# Task objective
Rewrite every one of the rows below as a numbered list, leaving out any blank lines.

# Entries
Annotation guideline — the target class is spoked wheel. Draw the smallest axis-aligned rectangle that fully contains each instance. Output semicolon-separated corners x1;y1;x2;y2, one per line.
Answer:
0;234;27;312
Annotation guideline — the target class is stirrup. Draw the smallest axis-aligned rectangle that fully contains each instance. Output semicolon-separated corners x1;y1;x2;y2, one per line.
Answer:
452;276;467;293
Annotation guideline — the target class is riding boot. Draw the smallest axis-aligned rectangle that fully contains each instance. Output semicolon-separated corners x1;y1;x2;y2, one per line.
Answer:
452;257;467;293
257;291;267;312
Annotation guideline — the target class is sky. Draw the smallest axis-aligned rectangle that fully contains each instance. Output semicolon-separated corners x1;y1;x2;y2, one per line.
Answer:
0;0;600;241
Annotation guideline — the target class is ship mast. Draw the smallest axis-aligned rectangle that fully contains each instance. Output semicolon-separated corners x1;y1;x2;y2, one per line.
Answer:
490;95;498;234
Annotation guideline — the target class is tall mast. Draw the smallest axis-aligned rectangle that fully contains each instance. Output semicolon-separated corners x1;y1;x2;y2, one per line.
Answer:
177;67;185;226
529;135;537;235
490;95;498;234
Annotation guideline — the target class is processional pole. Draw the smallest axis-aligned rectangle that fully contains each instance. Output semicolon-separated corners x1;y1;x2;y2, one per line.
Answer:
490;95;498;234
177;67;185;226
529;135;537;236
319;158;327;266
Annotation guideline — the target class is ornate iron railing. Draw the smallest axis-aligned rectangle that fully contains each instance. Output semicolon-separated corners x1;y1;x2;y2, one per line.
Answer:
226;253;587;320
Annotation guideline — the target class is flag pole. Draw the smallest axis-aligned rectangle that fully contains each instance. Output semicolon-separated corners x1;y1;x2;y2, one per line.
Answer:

# Complete output
1. Annotation guideline — the target class is spoked wheel. Draw the smallest axis-aligned rectangle that fully contains each instance. Output semicolon-separated corners x1;y1;x2;y2, one per line.
2. Answer:
3. 0;234;27;312
4. Annotation guideline — the target class is stirrup. Draw the smallest axis-aligned rectangle that fully contains each instance. Output semicolon-separated corners x1;y1;x2;y2, one per line.
5. Answer:
6. 452;276;467;293
7. Annotation guideline — the target class is riding boot. Draw the smallest axis-aligned rectangle that fully contains each instance. Output semicolon-separated corners x1;y1;x2;y2, one per line.
8. Answer:
9. 452;257;467;293
10. 257;291;267;312
11. Annotation guideline — the target class is sky. Draw the smallest axis-aligned rectangle that fully contains each instance. Output semicolon-separated corners x1;y1;x2;y2, one per line.
12. Answer:
13. 0;0;600;241
14. Annotation guideline — the target class is ship mast. Draw the smallest axis-aligned rectangle that fully contains each instance. Output semicolon-separated corners x1;y1;x2;y2, one per line.
15. Answer:
16. 490;95;498;234
17. Annotation guideline — the target class is tall mast. Draw the smallest axis-aligned rectangle that fully contains each instance. Output semicolon-separated corners x1;y1;x2;y2, one per line.
18. Answer:
19. 177;67;185;226
20. 529;135;537;235
21. 490;95;498;234
22. Annotation guideline — the target class is processional pole. Draw the smallest axis-aligned rectangle that fully contains each instance. Output semicolon-separated corners x1;y1;x2;y2, one per line.
23. Answer:
24. 490;95;498;234
25. 177;67;185;226
26. 529;135;537;236
27. 319;158;327;266
28. Annotation guideline — the target class is ornate iron railing. Draw the smallest axis-aligned rectangle that fully contains each instance. Output semicolon-separated corners x1;y1;x2;y2, one per line.
29. Answer:
30. 226;253;587;320
31. Annotation guideline — the target class is flag pole. Draw the smallest axis-aligned rectangle that fully contains each instance. Output semicolon-separated corners x1;y1;x2;y2, one per line.
32. Answer:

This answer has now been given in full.